▸ **WORK TO BE COMPLETED**
Update the part that opens with the line containing "the red uniform" and closes with the line containing "x=686 y=259" by swapping "red uniform jacket" for "scarlet uniform coat", keeping all else the same. Return only those lines.

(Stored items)
----------------

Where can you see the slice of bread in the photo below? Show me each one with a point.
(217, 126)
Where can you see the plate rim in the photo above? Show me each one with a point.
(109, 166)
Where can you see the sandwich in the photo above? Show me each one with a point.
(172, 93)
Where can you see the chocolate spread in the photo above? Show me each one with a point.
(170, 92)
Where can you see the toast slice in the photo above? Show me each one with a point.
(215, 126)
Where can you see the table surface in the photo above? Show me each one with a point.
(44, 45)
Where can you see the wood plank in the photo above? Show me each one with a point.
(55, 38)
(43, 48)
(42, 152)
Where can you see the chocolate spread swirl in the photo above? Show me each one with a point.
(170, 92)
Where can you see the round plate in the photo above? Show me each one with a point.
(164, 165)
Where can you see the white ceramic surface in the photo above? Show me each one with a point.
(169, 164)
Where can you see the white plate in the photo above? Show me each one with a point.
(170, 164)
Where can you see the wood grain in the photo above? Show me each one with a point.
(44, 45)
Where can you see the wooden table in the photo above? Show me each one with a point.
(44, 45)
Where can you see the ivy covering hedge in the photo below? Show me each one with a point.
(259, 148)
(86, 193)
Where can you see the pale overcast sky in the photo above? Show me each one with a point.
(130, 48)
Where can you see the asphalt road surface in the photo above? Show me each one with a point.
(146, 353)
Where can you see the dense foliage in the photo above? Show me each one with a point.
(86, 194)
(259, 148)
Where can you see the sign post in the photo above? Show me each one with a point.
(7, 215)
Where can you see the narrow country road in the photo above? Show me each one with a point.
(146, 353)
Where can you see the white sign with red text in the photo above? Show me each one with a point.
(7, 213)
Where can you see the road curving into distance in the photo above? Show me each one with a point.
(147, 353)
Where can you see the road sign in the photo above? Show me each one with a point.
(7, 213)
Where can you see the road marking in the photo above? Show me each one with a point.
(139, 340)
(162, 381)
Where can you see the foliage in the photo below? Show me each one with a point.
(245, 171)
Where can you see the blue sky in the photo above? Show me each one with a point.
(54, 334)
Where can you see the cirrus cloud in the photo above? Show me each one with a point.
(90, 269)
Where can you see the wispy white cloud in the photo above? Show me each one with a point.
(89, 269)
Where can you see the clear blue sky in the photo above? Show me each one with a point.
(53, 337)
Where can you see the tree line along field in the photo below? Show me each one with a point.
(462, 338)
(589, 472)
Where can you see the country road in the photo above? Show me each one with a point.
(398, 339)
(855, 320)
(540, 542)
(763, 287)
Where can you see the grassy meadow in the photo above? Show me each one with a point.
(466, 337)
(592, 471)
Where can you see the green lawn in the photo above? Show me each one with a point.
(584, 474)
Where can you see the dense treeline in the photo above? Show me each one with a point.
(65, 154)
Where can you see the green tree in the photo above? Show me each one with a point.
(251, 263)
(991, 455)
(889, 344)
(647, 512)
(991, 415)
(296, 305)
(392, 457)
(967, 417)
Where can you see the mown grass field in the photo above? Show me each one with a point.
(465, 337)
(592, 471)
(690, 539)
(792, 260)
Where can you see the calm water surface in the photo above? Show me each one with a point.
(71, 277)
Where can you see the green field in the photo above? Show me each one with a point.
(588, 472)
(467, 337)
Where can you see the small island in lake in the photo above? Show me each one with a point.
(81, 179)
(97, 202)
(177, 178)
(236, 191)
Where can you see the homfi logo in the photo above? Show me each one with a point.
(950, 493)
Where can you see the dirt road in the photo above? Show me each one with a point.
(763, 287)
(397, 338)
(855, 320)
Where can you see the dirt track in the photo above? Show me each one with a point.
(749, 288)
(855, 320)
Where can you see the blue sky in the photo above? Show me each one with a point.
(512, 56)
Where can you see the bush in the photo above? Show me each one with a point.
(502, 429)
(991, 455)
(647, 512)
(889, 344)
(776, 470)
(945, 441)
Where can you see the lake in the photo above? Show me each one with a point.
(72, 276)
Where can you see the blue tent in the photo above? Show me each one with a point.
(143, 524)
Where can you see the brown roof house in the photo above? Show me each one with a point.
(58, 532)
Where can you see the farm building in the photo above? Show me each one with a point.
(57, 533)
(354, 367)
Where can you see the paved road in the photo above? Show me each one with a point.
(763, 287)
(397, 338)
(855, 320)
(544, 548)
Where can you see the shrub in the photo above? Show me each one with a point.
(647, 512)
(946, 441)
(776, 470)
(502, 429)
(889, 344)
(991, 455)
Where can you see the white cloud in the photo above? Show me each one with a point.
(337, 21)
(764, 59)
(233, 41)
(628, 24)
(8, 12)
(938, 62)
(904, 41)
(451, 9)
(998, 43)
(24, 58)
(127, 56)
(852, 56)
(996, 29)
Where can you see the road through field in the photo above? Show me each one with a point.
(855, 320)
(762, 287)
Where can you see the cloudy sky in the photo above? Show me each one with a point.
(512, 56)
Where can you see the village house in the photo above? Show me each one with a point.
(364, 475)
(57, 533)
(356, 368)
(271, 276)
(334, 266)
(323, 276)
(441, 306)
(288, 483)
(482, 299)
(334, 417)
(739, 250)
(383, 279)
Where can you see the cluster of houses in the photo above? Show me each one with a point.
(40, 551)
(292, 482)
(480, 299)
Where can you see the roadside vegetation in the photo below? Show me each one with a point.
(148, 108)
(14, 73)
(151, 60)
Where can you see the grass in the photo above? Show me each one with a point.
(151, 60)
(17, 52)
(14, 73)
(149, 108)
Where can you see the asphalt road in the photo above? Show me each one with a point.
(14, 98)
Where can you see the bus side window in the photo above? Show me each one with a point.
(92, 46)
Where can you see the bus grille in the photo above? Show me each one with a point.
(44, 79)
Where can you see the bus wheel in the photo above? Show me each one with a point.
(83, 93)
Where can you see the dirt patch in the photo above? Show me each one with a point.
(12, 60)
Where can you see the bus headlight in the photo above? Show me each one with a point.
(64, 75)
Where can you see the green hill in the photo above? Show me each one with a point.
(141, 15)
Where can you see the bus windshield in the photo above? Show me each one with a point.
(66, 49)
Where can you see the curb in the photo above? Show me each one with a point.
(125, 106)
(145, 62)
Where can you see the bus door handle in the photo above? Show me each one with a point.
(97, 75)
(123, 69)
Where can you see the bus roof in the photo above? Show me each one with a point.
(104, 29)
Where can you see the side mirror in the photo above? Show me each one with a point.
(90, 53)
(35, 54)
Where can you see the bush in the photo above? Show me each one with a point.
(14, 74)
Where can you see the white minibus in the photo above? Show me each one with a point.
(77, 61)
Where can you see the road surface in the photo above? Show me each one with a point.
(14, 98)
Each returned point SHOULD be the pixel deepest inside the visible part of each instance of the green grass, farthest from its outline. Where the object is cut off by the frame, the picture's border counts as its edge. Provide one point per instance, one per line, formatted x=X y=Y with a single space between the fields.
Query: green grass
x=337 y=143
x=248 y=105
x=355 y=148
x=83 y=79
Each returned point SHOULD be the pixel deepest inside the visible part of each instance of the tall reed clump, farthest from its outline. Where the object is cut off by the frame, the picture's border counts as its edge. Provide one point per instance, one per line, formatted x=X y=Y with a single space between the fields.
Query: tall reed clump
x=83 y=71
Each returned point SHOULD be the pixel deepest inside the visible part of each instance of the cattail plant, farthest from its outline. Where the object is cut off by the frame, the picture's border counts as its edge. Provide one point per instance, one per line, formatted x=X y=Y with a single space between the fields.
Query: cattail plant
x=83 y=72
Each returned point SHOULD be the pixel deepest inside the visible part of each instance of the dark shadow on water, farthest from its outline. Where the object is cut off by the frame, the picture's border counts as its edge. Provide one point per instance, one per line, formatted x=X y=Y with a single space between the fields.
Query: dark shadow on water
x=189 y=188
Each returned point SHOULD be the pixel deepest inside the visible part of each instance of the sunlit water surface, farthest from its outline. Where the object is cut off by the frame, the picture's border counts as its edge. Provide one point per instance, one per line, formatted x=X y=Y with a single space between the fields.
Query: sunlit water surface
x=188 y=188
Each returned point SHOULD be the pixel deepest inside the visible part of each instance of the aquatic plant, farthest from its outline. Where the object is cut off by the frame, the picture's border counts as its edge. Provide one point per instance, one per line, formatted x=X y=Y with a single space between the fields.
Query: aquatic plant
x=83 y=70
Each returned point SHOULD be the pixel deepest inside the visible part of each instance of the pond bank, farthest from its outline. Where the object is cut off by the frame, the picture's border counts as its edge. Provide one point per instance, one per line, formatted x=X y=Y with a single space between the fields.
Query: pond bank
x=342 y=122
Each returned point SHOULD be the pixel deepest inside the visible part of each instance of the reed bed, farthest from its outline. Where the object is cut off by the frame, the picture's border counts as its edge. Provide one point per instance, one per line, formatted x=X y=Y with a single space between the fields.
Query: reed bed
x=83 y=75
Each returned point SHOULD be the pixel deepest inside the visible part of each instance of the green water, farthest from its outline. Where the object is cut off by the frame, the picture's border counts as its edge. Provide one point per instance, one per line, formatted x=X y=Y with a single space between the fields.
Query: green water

----------------

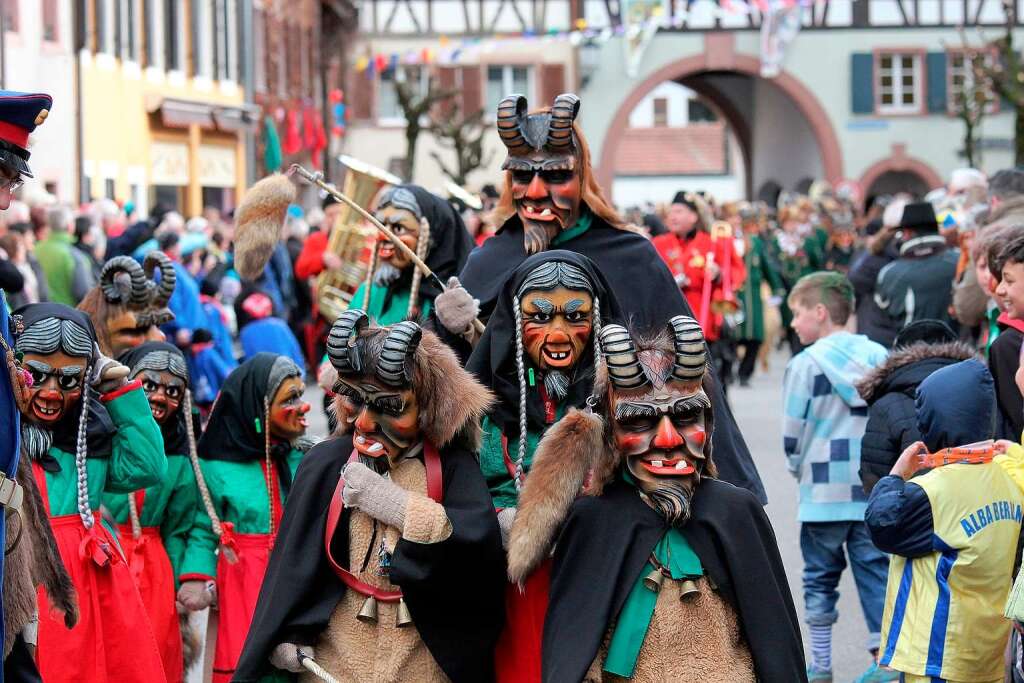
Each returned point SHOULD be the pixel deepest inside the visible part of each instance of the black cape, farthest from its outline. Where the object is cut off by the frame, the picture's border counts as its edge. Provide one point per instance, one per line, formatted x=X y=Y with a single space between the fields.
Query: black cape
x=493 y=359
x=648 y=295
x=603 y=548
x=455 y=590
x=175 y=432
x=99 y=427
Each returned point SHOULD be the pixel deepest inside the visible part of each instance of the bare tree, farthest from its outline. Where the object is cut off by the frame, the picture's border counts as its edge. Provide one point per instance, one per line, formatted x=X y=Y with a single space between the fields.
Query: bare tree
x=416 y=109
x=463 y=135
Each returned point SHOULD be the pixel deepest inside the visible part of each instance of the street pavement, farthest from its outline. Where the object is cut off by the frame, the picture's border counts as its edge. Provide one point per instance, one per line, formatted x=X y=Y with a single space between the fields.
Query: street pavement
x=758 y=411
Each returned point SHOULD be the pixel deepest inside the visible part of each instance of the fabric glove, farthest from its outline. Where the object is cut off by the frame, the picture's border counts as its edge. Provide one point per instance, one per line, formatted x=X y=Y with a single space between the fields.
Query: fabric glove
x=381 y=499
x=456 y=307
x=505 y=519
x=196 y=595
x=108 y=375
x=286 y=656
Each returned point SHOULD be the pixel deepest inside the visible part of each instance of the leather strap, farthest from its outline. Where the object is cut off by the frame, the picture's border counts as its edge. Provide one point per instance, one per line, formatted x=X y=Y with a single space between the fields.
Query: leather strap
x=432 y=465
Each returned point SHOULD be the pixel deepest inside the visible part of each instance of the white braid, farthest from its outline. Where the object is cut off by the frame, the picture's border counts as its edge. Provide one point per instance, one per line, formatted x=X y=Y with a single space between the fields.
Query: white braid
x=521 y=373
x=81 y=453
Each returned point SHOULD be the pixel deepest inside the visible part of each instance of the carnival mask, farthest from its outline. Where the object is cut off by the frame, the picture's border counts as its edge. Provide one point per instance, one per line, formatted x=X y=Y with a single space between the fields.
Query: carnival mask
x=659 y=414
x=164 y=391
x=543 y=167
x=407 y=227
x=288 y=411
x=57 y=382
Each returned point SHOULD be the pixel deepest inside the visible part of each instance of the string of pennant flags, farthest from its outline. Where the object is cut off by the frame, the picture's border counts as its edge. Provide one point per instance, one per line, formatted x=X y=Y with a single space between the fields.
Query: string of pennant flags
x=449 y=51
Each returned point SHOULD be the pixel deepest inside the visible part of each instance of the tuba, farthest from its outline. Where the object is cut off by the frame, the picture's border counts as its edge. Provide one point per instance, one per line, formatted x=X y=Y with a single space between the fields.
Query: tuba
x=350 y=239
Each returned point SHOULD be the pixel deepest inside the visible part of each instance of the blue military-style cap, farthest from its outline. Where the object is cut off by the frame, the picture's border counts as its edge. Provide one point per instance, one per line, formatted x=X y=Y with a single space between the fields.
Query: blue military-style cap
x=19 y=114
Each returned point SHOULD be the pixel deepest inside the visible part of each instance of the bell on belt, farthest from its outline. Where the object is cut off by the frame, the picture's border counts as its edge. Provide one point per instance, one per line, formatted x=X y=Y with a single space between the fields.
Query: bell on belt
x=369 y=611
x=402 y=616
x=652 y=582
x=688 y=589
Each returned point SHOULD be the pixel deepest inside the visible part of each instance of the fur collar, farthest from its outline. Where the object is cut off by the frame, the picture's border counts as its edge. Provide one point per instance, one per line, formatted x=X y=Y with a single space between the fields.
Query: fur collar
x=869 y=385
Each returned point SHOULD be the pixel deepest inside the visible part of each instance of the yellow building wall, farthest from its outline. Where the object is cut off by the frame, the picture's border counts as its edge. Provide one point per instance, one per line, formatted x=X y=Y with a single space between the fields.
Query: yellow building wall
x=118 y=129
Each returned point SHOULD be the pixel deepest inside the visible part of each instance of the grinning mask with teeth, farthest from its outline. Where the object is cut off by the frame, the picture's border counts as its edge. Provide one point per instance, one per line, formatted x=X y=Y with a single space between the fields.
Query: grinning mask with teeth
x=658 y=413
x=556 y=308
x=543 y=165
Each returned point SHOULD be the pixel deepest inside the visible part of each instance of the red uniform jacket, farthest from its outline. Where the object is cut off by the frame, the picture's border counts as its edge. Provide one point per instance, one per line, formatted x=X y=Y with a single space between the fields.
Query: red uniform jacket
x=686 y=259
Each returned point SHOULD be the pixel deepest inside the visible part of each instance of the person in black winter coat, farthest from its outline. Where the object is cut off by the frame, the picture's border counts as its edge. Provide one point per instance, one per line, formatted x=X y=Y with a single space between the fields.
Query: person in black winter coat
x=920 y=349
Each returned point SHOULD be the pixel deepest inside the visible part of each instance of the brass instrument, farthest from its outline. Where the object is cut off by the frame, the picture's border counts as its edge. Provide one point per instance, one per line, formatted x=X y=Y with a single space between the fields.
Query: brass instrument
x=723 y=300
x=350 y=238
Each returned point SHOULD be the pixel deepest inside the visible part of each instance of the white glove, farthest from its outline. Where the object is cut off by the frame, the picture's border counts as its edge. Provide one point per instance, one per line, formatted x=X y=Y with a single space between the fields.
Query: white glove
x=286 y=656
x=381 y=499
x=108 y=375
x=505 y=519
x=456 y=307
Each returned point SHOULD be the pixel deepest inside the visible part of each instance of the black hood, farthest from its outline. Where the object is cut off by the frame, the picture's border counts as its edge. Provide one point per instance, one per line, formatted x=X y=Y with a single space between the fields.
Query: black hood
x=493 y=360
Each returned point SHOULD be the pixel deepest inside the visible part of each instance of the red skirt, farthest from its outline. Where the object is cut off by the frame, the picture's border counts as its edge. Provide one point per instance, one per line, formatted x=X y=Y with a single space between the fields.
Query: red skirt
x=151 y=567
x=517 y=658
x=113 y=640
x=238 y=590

----------------

▸ **OUTPUT OF THE TASK**
Each returned point SHOULD be the pixel deepest inside the visible part of each instance of the scarlet uniform coat, farthest from its outline. Where the object is cut off by the frame, the picture's border counts as its edge. Provide one point per instance, one per line, formatted x=X y=Y with a single space between the fields.
Query: scarlet uniform coat
x=686 y=259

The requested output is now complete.